## Aim of the task
Below are records. Count every line containing the word "gray" and give the number alone.

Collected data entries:
===============

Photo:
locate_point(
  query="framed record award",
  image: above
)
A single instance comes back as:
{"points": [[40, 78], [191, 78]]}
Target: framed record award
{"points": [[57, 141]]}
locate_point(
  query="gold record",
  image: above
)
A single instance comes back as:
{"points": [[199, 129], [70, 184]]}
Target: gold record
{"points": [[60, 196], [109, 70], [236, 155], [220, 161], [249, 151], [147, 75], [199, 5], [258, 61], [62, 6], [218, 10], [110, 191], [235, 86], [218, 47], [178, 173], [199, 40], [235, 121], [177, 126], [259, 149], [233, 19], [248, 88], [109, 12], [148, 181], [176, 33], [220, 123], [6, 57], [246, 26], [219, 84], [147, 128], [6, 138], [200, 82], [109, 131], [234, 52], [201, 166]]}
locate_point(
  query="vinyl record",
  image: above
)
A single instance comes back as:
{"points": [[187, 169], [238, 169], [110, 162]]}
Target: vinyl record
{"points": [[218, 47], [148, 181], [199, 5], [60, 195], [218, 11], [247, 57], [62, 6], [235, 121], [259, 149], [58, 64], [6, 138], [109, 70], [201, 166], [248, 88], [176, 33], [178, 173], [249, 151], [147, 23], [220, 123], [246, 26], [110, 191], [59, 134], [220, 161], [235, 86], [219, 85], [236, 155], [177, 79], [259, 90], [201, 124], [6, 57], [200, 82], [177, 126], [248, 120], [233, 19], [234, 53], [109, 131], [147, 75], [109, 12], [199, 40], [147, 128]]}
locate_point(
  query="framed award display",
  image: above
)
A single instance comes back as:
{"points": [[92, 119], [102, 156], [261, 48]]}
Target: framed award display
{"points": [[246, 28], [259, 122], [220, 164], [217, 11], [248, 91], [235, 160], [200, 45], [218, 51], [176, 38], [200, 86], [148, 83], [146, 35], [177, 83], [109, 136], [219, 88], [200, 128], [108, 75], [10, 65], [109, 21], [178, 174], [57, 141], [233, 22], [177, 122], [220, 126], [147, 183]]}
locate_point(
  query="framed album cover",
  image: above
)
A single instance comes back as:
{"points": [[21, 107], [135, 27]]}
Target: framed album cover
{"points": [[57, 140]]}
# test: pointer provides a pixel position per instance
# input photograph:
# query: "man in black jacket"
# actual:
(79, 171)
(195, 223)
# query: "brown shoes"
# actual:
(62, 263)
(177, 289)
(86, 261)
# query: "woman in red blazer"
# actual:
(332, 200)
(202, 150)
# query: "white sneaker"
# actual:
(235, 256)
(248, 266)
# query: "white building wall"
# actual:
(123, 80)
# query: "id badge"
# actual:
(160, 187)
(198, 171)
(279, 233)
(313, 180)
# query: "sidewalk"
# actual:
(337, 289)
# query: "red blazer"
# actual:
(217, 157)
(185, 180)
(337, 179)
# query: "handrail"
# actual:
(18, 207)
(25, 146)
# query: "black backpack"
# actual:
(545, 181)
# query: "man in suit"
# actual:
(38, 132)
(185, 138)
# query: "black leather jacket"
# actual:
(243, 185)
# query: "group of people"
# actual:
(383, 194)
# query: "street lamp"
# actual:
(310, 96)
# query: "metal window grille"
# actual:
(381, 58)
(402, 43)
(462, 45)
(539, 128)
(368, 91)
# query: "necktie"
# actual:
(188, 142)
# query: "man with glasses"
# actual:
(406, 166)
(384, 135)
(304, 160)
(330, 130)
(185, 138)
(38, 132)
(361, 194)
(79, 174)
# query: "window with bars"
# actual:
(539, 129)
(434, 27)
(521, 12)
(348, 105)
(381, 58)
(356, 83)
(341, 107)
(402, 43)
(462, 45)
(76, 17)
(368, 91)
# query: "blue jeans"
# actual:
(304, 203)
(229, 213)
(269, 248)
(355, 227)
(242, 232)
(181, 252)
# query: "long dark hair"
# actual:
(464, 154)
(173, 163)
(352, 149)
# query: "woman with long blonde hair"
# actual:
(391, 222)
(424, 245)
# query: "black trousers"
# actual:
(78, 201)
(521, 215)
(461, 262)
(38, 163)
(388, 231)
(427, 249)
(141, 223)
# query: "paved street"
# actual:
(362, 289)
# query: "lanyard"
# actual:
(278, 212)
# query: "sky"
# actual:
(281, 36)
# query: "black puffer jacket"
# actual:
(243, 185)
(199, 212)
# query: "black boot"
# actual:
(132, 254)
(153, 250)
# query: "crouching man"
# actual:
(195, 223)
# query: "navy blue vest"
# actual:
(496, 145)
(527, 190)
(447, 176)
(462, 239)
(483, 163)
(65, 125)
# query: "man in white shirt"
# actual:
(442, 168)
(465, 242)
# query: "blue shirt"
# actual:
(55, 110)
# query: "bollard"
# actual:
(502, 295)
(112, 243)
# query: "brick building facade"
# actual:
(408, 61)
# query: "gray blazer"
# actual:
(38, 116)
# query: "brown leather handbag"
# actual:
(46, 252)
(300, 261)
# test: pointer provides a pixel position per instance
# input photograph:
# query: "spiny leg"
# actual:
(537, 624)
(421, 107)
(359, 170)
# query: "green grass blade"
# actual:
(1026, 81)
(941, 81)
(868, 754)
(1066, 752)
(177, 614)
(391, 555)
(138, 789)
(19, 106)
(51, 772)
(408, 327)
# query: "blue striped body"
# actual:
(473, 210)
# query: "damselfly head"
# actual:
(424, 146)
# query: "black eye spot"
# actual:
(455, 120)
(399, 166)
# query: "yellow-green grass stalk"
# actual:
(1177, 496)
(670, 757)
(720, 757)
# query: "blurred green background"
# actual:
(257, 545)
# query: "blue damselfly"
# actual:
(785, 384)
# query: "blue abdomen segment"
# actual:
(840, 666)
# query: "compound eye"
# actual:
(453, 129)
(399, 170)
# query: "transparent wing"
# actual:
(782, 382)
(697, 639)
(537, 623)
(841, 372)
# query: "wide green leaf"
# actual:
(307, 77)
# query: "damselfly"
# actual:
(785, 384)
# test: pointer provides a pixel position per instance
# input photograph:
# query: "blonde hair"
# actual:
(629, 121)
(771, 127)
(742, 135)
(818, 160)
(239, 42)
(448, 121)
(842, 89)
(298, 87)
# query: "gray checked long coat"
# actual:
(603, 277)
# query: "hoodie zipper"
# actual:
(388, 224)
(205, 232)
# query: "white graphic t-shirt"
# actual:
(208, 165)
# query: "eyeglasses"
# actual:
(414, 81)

===============

## Answer box
2